◆ **PROBLEM DETAILS**
How many lines in the data below have the string "walkway"? Reply with the number alone.

◆ **RECORDS FOR THIS TASK**

================================

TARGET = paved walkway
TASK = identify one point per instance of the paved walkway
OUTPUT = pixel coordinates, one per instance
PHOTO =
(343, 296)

================================

◆ **ANSWER SECTION**
2